▸ Exercise prompt
Arrange the data as a numbered list, from the start of the data through the line that contains "rough mask: <svg", both ends included, with blank lines and pictures left out.

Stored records
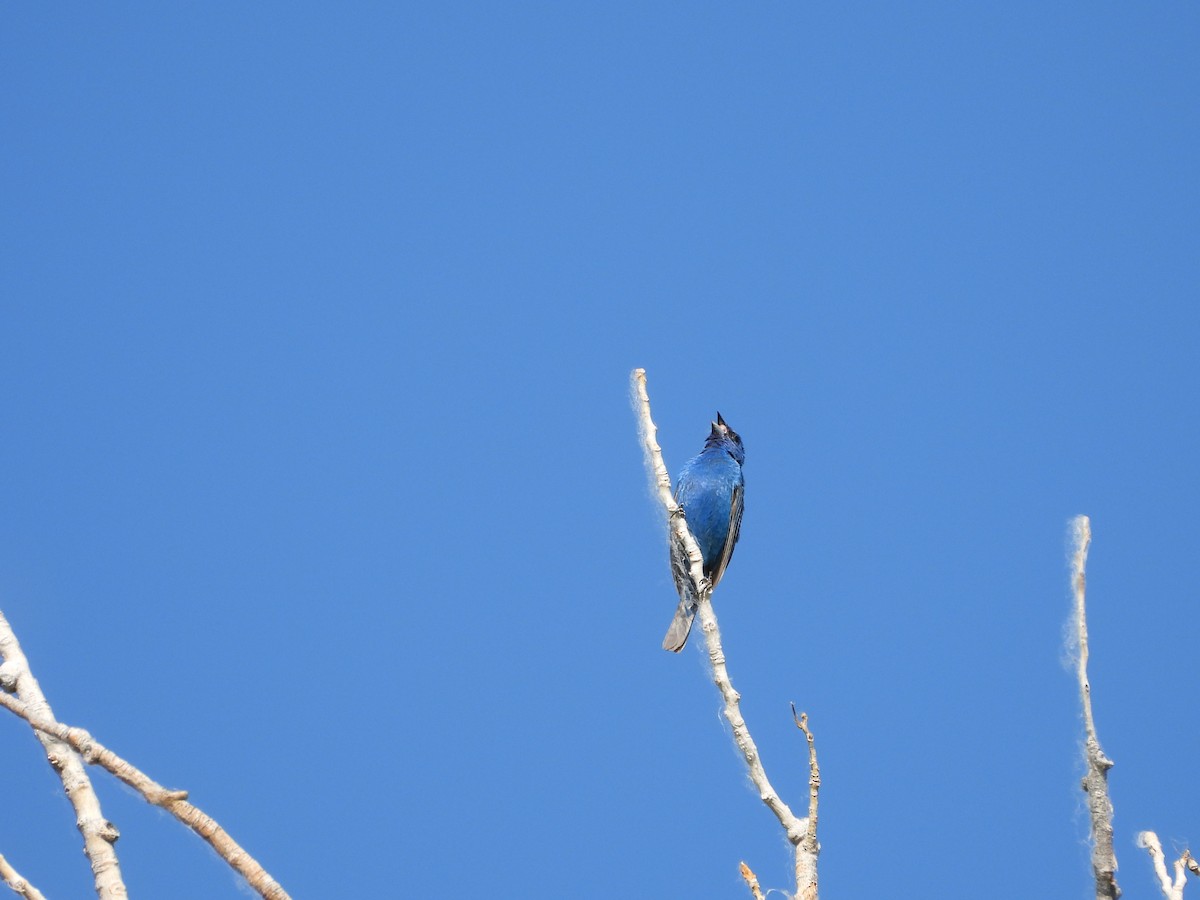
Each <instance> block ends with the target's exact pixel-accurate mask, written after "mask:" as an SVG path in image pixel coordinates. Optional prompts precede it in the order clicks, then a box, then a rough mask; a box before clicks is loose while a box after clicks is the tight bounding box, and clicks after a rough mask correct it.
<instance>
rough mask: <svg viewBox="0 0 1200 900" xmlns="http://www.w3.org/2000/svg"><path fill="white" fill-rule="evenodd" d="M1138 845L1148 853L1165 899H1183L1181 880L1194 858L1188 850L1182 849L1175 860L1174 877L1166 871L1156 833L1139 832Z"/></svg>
mask: <svg viewBox="0 0 1200 900" xmlns="http://www.w3.org/2000/svg"><path fill="white" fill-rule="evenodd" d="M1138 846H1139V847H1141V848H1144V850H1145V851H1147V852H1148V853H1150V859H1151V862H1152V863H1153V865H1154V875H1157V876H1158V888H1159V890H1162V892H1163V896H1164V898H1166V900H1183V882H1184V881H1187V877H1188V876H1187V871H1188V870H1189V869H1192V870H1193V871H1195V870H1194V869H1193V866H1194V865H1195V860H1194V859H1193V858H1192V854H1190V853H1189V852H1188V851H1186V850H1184V851H1183V853H1182V854H1181V856H1180V858H1178V859H1176V860H1175V878H1174V880H1172V878H1171V876H1170V875H1168V872H1166V858H1165V857H1164V856H1163V845H1162V844H1160V842H1159V841H1158V835H1157V834H1154V833H1153V832H1141V833H1140V834H1139V835H1138Z"/></svg>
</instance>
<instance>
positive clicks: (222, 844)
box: [0, 694, 288, 900]
mask: <svg viewBox="0 0 1200 900" xmlns="http://www.w3.org/2000/svg"><path fill="white" fill-rule="evenodd" d="M0 706H2V707H5V708H6V709H8V710H10V712H12V713H16V714H17V715H19V716H20V718H22V719H24V720H26V721H28V722H29V724H30V725H32V726H34V727H35V728H36V730H37V731H38V732H40V733H42V734H47V736H50V737H53V738H55V739H56V740H60V742H62V743H65V744H68V745H70V746H71V748H72V749H73V750H76V751H77V752H78V754H79V755H80V756H82V757H83V758H84V760H85V761H86V762H88V763H91V764H94V766H100V767H101V768H103V769H107V770H108V772H110V773H112V774H113V775H115V776H116V778H119V779H120V780H121V781H124V782H125V784H127V785H128V786H130V787H132V788H133V790H134V791H137V792H138V793H140V794H142V796H143V797H145V798H146V800H148V802H150V803H152V804H154V805H155V806H161V808H162V809H164V810H167V811H168V812H170V815H173V816H174V817H175V818H178V820H179V821H180V822H182V823H184V824H185V826H187V827H188V828H191V829H192V830H193V832H196V833H197V834H198V835H200V836H202V838H203V839H204V840H205V841H208V842H209V845H210V846H211V847H212V850H215V851H216V852H217V854H218V856H220V857H221V858H222V859H224V860H226V862H227V863H228V864H229V865H230V866H232V868H233V869H234V870H235V871H236V872H238V874H239V875H241V876H242V877H244V878H245V880H246V881H247V882H248V883H250V886H251V887H252V888H253V889H254V890H256V892H258V894H259V895H260V896H263V898H266V899H268V900H288V894H287V892H284V890H283V888H282V887H280V884H278V883H277V882H276V881H275V880H274V878H272V877H271V876H270V875H268V874H266V870H265V869H263V866H262V865H259V864H258V862H257V860H256V859H254V858H253V857H251V856H250V854H248V853H247V852H246V851H245V850H242V847H241V846H240V845H239V844H238V842H236V841H235V840H234V839H233V838H230V836H229V835H228V834H227V833H226V830H224V829H223V828H222V827H221V826H218V824H217V823H216V821H215V820H214V818H212V817H211V816H208V815H206V814H204V812H203V811H200V810H199V809H197V808H196V806H193V805H192V804H191V803H188V802H187V791H170V790H168V788H166V787H163V786H162V785H160V784H158V782H157V781H154V780H152V779H150V778H149V776H148V775H145V774H144V773H143V772H140V770H139V769H137V768H134V767H133V766H131V764H130V763H128V762H126V761H125V760H122V758H121V757H120V756H118V755H116V754H114V752H113V751H112V750H109V749H108V748H106V746H104V745H103V744H101V743H100V742H98V740H96V739H95V738H92V737H91V734H89V733H88V732H86V731H84V730H83V728H73V727H71V726H67V725H62V724H61V722H58V721H53V720H46V719H38V720H37V721H35V720H34V719H31V718H30V714H29V707H28V706H24V704H22V703H20V702H18V701H16V700H13V698H12V697H10V696H8V695H6V694H0Z"/></svg>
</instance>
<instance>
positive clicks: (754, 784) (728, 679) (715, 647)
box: [631, 368, 816, 900]
mask: <svg viewBox="0 0 1200 900" xmlns="http://www.w3.org/2000/svg"><path fill="white" fill-rule="evenodd" d="M631 386H632V391H634V409H635V413H636V414H637V419H638V432H640V433H641V437H642V448H643V451H644V454H646V463H647V469H648V470H649V472H650V474H652V479H653V482H654V485H655V488H656V491H658V494H659V500H660V502H661V503H662V506H664V509H665V510H666V514H667V523H668V527H670V529H671V540H673V541H678V542H679V545H680V546H682V547H684V548H685V550H686V554H685V556H686V558H688V563H689V566H688V570H686V575H688V577H689V580H690V582H691V588H692V589H694V590H695V592H696V595H697V598H698V602H697V616H698V618H700V623H701V630H702V631H703V632H704V642H706V644H707V648H708V662H709V666H710V667H712V673H713V682H714V683H715V684H716V688H718V690H720V692H721V700H722V701H724V703H725V709H724V714H725V719H726V720H727V721H728V722H730V727H731V728H733V742H734V743H736V744H737V746H738V750H739V751H740V752H742V758H743V760H745V763H746V769H748V770H749V774H750V780H751V781H752V782H754V785H755V787H756V788H757V790H758V798H760V799H761V800H762V802H763V803H764V804H767V808H768V809H769V810H770V811H772V812H773V814H775V817H776V818H778V820H779V823H780V824H781V826H782V827H784V830H785V832H786V833H787V840H788V841H790V842H791V844H792V846H793V848H794V850H796V856H797V858H796V871H797V877H799V874H800V872H802V871H806V866H808V865H809V864H810V862H811V865H812V870H814V872H815V870H816V862H815V857H814V859H812V860H803V862H802V858H800V857H802V853H805V851H804V850H803V848H802V844H803V841H804V838H805V834H806V833H808V824H806V823H805V822H804V821H803V820H800V818H798V817H797V816H796V814H794V812H792V810H791V809H788V806H787V804H786V803H784V800H782V799H780V797H779V794H778V793H776V792H775V788H774V787H772V785H770V781H769V780H768V778H767V772H766V770H764V769H763V766H762V761H761V760H760V758H758V748H757V746H756V745H755V743H754V738H751V737H750V728H749V727H746V722H745V719H743V718H742V712H740V707H739V703H740V700H742V696H740V695H739V694H738V692H737V691H736V690H734V689H733V684H732V682H731V680H730V673H728V670H727V667H726V665H725V652H724V650H722V649H721V632H720V629H719V628H718V624H716V614H715V613H714V612H713V604H712V594H713V590H712V586H710V584H709V583H708V580H707V578H706V577H704V571H703V557H702V556H701V552H700V547H698V546H697V545H696V539H695V538H694V536H692V534H691V532H690V530H689V529H688V522H686V520H685V517H684V516H683V514H682V512H683V511H682V509H680V508H679V506H678V504H676V502H674V497H672V496H671V476H670V475H668V474H667V467H666V463H665V462H664V461H662V449H661V448H660V446H659V443H658V438H656V436H658V426H655V425H654V420H653V419H652V418H650V397H649V394H648V392H647V388H646V370H644V368H635V370H634V373H632V376H631ZM682 568H683V566H682V565H680V566H679V569H682ZM815 880H816V876H815V875H814V883H815ZM803 889H804V886H803V884H800V883H799V881H797V894H798V895H799V893H800V892H802V890H803ZM805 900H816V893H815V892H814V893H812V894H810V895H808V896H805Z"/></svg>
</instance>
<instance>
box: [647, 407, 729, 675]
mask: <svg viewBox="0 0 1200 900" xmlns="http://www.w3.org/2000/svg"><path fill="white" fill-rule="evenodd" d="M745 458H746V455H745V450H743V448H742V438H740V437H738V433H737V432H736V431H733V428H731V427H730V426H728V425H726V424H725V420H724V419H722V418H721V414H720V413H718V414H716V421H715V422H713V430H712V432H709V434H708V439H707V440H706V442H704V449H703V450H701V451H700V455H698V456H696V457H694V458H691V460H689V461H688V462H686V463H684V467H683V470H682V472H680V473H679V482H678V484H677V486H676V503H678V504H679V505H680V506H683V511H684V515H685V516H686V518H688V528H689V529H690V530H691V534H692V536H694V538H695V539H696V544H698V545H700V553H701V556H702V557H703V558H704V577H706V578H708V581H709V583H710V584H712V586H713V587H714V588H715V587H716V583H718V582H719V581H720V580H721V576H722V575H725V566H727V565H728V564H730V559H731V557H732V556H733V546H734V545H736V544H737V542H738V532H739V530H740V528H742V505H743V503H742V497H743V493H744V488H745V479H744V478H743V476H742V464H743V463H744V462H745ZM671 559H672V568H673V571H674V577H676V587H677V588H678V589H679V607H678V608H677V610H676V617H674V619H673V620H672V622H671V628H668V629H667V636H666V637H665V638H664V640H662V649H664V650H671V652H672V653H678V652H679V650H682V649H683V646H684V644H685V643H688V632H689V631H691V620H692V619H694V618H695V617H696V595H695V592H694V590H692V589H691V580H690V578H689V577H688V576H686V574H684V572H682V571H679V569H680V566H683V569H686V560H685V558H684V557H682V556H680V552H679V551H678V550H677V548H674V547H673V546H672V554H671Z"/></svg>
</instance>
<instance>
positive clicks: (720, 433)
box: [704, 413, 746, 466]
mask: <svg viewBox="0 0 1200 900" xmlns="http://www.w3.org/2000/svg"><path fill="white" fill-rule="evenodd" d="M704 445H706V446H719V448H721V449H722V450H725V451H726V452H727V454H728V455H730V456H732V457H733V460H734V461H736V462H737V463H738V466H740V464H742V463H744V462H745V458H746V451H745V449H744V448H743V446H742V436H740V434H738V433H737V432H736V431H733V428H731V427H730V426H728V425H726V424H725V420H724V419H722V418H721V414H720V413H718V414H716V421H715V422H713V430H712V431H710V432H709V433H708V440H706V442H704Z"/></svg>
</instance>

▸ Exercise output
1. Each <instance> block ends with the target's exact pixel-accurate mask, written after "mask:" as an SVG path in image pixel coordinates. Optional prompts precede it in the order clicks, then a box, then a rough mask; a box before clicks is loose while a box after clicks is the tight bounding box, and clicks after a rough mask correct it.
2. <instance>
3. rough mask: <svg viewBox="0 0 1200 900" xmlns="http://www.w3.org/2000/svg"><path fill="white" fill-rule="evenodd" d="M1138 845L1148 853L1165 899H1183L1181 880L1194 858L1188 850L1182 849L1175 860L1174 877L1166 871L1156 833L1139 832Z"/></svg>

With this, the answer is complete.